__EXERCISE TEXT__:
────────
Next, CLS was highly critical of “instrumental” theories of law, particularly that of Karl Marx. For CLS, law is simply too indeterminate to serve the interests of any class or social group. Even more, law itself partially constructs and is therefore interdependent with class structure and relations of production and therefore cannot be mere servant of that which it in part creates anyhow; that is, instrumentalism, for CLS scholars, is viciously circular. Fundamental to this critique of instrumentalism was CLS’s rejection of essentialism, viz., the idea that any social entity or identity exists as a natural fact independent of law. And included in this “anti-essentialism” was the rejection of racialism, viz., the idea that complex legal and social phenomena can be explained as mere reflections of the independent “fact” of race. For CLS, as for CRT, much of the furniture of social reality and knowledge are imminently conditioned social constructions, and therefore do not exist independently of law and society.
Accordingly, Critical Legal scholars saw themselves as working within the “Critical Marxist” tradition of György Lukács, Karl Korsch, and the Frankfurt School, as opposed to the “Scientific Marxist” tradition of the Communists—class essentialism, the “base”/“superstructure” paradigm, historical, material, and economic determinism, a strict labor theory of value, etc. And rightly so. Historically speaking, the enduring contribution of Karl Marx—that which places him among Weber and Durkheim as the fathers of sociology—was not his specific critique of capitalism, his communist eschatology, or his class dialectic anyhow, but rather his historical materialist critique of the whole; that is, his critical method. Rather than look to this or that injustice or social ill, Marx examined the whole social order from its material roots. As one sees poverty, war, subjugation, oppression, whatever, the cause and solutions are not ultimately to be found in ideology per se, nor even in the believed and stated motivations of social actors, but in the underlying system of relations operating at the brass-tacks level of human existence—the “ensemble of social relations.” Eating, one might say, precedes ideology. But unlike traditional Marxists, Critical Theorists rejected Marx’s specific linear, deterministic explanation of the ills of social life, viz., that the means of production necessarily determine the mode of production which together necessarily produce the “ideology” or “superstructure” of social existence, all inexorably propelled along through history by an essentialist class dialectic.
CRT inherits from CLS a commitment to being “critical,” which in this sense means also to be “radical”—to locate problems not at the surface of doctrine but in the deep structure of American law and culture.
────────
__QUESTIONS__:
**A.** In the passage on Critical Legal Studies, which Marxist tradition did Critical Legal scholars see themselves as working within?
**B.** Rewrite the passage on Critical Legal Studies starting at "CRT inherits from" and ending at "law and culture.", using "underlying structure" in place of "deep structure".
────────
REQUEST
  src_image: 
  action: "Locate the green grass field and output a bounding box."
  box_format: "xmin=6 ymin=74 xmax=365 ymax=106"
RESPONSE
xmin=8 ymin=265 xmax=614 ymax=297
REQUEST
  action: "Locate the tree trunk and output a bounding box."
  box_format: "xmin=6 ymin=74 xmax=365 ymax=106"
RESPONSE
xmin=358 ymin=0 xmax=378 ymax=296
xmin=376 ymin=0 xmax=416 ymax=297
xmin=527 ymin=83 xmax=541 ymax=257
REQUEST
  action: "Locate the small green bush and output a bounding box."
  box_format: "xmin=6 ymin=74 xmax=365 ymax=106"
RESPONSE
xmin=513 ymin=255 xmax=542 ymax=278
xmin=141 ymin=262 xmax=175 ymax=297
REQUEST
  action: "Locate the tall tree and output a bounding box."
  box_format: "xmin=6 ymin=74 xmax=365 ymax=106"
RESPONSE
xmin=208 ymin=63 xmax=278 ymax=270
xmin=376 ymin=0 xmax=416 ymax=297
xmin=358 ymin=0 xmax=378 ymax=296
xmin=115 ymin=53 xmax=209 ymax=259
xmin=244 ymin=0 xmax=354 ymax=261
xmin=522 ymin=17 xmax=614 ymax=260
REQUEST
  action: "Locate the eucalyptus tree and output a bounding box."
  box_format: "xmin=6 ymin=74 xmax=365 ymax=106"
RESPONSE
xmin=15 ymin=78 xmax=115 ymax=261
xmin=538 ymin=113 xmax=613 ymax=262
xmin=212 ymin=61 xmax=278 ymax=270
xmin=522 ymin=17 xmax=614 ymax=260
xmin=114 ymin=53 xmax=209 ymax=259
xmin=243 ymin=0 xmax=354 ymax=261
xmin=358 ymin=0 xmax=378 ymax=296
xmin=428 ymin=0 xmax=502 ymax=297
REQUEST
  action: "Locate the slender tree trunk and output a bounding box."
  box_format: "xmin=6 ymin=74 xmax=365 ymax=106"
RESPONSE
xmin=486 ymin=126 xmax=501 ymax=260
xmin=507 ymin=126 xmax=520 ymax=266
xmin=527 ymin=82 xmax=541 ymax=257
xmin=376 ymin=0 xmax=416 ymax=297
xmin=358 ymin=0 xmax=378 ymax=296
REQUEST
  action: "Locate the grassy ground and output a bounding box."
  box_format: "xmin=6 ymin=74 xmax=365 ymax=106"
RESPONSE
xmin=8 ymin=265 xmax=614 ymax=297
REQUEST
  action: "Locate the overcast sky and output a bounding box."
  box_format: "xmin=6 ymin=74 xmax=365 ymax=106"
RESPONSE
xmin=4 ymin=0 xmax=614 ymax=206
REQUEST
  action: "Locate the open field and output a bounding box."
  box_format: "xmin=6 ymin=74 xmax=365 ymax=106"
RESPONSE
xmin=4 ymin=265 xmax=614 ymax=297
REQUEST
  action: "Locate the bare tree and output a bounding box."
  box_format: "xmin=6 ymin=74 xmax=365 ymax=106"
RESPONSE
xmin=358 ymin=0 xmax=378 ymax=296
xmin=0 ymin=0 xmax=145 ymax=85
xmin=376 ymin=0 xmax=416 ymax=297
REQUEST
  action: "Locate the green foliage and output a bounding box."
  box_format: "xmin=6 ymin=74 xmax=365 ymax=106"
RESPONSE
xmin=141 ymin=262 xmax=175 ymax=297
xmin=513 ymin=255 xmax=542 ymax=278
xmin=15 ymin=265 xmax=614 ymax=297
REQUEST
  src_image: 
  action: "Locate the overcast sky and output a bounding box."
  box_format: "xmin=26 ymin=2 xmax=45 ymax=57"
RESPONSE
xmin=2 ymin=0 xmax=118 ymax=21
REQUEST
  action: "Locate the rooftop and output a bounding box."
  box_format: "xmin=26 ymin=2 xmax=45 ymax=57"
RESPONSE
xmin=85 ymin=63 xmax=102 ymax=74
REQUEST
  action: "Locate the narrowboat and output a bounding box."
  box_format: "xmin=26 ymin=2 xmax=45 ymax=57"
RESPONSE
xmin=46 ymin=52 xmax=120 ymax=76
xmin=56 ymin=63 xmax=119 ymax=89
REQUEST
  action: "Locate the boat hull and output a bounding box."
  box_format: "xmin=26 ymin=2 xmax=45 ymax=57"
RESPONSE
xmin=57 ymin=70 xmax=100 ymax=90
────────
__RESULTS__:
**A.** The "Critical Marxist" tradition of György Lukács, Karl Korsch, and the Frankfurt School.

**B.**
CRT inherits from CLS a commitment to being “critical,” which in this sense means also to be “radical”—to locate problems not at the surface of doctrine but in the underlying structure of American law and culture.